══ DOCUMENT EXTRACT

About Ross Middlebrook “Pep” Youngs

Ross Middlebrook “Pep” Youngs, professional baseball player, was born on April 10, 1897, in Shiner, Texas, to Stonewall Jackson “Jack” Youngs and Henrie (Middlebrook) Youngs. (Some sources have erroneously given his name as Royce.) His father, who worked for the San Antonio and Aransas Pass Railroad, managed a local baseball team in 1903 and 1904. After his leg was crushed in a work-related accident, he was forced to seek other employment, so he and his wife Henrie ran a hotel near the Shiner railroad station. When Ross was ten years old, his parents moved to San Antonio to operate a boarding house. In addition, his father maintained a modest herd of cattle outside of town. He was listed as a cotton buyer on the 1910 census. At some point, he left the family, leaving Henrie Youngs to support Ross and his two brothers, Arthur and Jack, Jr.

Ross Youngs, though small in stature (he eventually topped out at 5’8”), was a gifted athlete. He ran track and played baseball, basketball, and football (and later excelled at golf) at various San Antonio schools, most notably at the West Texas Military Academy (later named Texas Military Institute).

════
══ EXTRACTED MATERIAL

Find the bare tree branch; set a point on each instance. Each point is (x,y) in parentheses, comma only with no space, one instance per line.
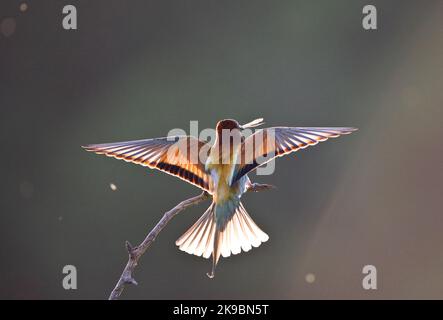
(135,253)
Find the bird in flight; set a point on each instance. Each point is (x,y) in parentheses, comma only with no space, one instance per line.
(221,169)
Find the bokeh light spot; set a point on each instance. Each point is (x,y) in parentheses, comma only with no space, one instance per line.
(23,7)
(7,27)
(310,278)
(26,189)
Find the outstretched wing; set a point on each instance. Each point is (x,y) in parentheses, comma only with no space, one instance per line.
(266,144)
(178,156)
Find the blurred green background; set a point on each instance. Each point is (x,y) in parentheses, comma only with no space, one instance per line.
(136,69)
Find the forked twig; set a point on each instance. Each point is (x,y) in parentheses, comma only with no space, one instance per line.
(135,253)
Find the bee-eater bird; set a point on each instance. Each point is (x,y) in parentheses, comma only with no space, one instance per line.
(221,169)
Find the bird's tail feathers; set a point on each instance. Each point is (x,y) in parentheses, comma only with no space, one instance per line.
(233,233)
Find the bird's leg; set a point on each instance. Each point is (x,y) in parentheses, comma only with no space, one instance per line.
(256,187)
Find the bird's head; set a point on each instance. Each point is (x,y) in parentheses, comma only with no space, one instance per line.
(231,124)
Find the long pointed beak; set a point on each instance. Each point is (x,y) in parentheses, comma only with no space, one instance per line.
(253,124)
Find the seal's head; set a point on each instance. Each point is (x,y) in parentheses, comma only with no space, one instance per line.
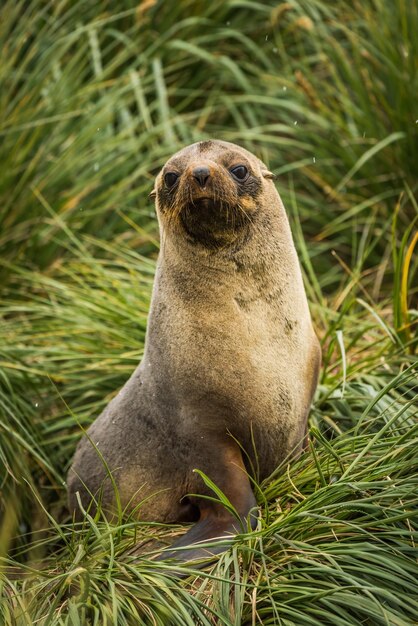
(210,192)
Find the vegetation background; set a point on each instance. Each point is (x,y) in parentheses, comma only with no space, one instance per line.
(94,96)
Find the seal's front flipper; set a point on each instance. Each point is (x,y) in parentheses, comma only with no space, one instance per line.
(216,521)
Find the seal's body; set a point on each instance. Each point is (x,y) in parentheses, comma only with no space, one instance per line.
(231,360)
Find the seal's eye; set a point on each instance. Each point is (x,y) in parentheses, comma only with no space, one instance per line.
(170,178)
(239,172)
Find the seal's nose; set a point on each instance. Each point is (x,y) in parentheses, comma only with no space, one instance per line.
(201,174)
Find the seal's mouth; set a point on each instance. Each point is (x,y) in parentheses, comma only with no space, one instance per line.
(210,221)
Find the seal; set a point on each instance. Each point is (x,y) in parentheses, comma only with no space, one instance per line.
(230,361)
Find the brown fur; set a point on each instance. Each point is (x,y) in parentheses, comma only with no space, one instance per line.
(230,355)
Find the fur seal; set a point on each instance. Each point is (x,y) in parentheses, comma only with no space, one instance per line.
(230,363)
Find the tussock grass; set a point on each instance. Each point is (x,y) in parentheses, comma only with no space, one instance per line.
(93,98)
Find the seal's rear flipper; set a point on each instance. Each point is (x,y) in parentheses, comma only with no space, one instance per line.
(216,521)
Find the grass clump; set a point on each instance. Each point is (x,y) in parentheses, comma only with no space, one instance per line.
(93,99)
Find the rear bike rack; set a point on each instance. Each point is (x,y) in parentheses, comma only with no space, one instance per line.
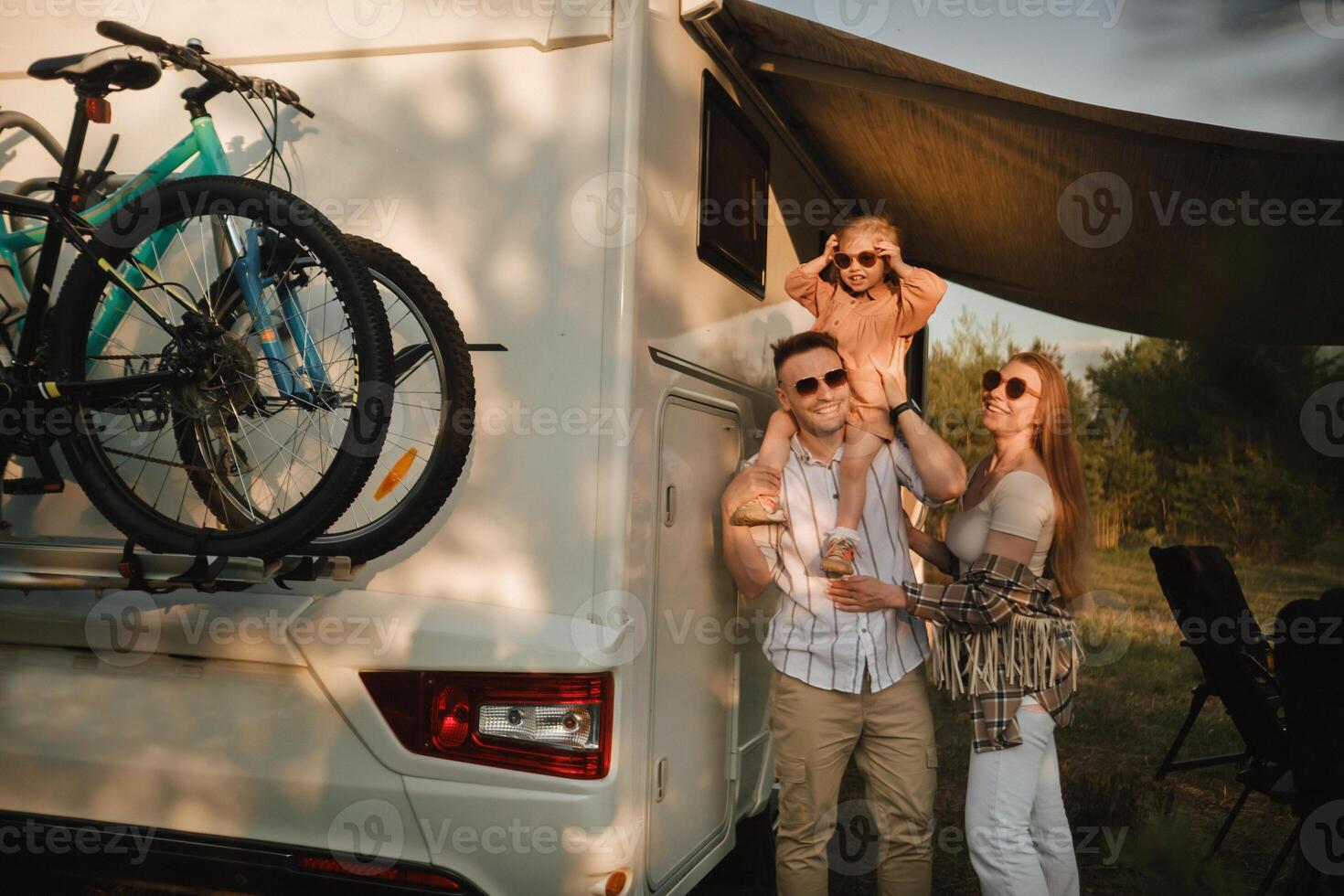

════

* TASK REQUIREMENTS *
[A] Rewrite the paragraph beginning "Ross Middlebrook “Pep” Youngs, professional baseball player" from the Ross Youngs biography as a shorter bulleted list that keeps its main facts.
[B] Pick up the Ross Youngs biography after its last sentence and write the next paragraph.
These rows were taken from a different source than the text about Ross Youngs.

* ANSWERS BY ITEM NUMBER *
[A]
- Ross Middlebrook “Pep” Youngs, a professional baseball player, was born April 10, 1897, in Shiner, Texas, to Stonewall Jackson “Jack” Youngs and Henrie (Middlebrook) Youngs. Some sources wrongly call him Royce.
- His father worked for the San Antonio and Aransas Pass Railroad and managed a local baseball team in 1903 and 1904.
- After a work accident crushed his father's leg, his parents ran a hotel near the Shiner railroad station.
- When Ross was ten, the family moved to San Antonio, where his parents ran a boarding house. His father also kept a small herd of cattle outside town.
- The 1910 census listed his father as a cotton buyer.
- His father later left the family. Henrie Youngs then supported Ross and his brothers, Arthur and Jack, Jr.

[B]
Perhaps just as important in his athletic development was his part-time job at Block Stadium. The local baseball park, which opened in 1913, hosted the Philadelphia A’s that year for spring training and then became the home of the Texas League Bronchos. Located on the southern fringe of downtown, the stadium was named after cigar store owner Morris Block, who had owned the team since 1905. During Block Stadium’s inaugural season, Youngs began hawking concessions there and became acquainted with manager George Stinson and the players. At age sixteen, Youngs was allowed to participate in infield drills, pitch batting practice, and shag flies with the team. In a meaningless game late in the season (August 26, 1913), Stinson inserted Youngs as a second baseman into the lineup. The 2–0 loss to the Galveston Pirates was an inauspicious debut (he had no hits in three at bats with two strikeouts), but his fielding was good enough to inspire a write-up in the San Antonio Express. It also marked the first time in his professional career when he was shortchanged on his last name, having been identified not as Ross Youngs but as Ross Young.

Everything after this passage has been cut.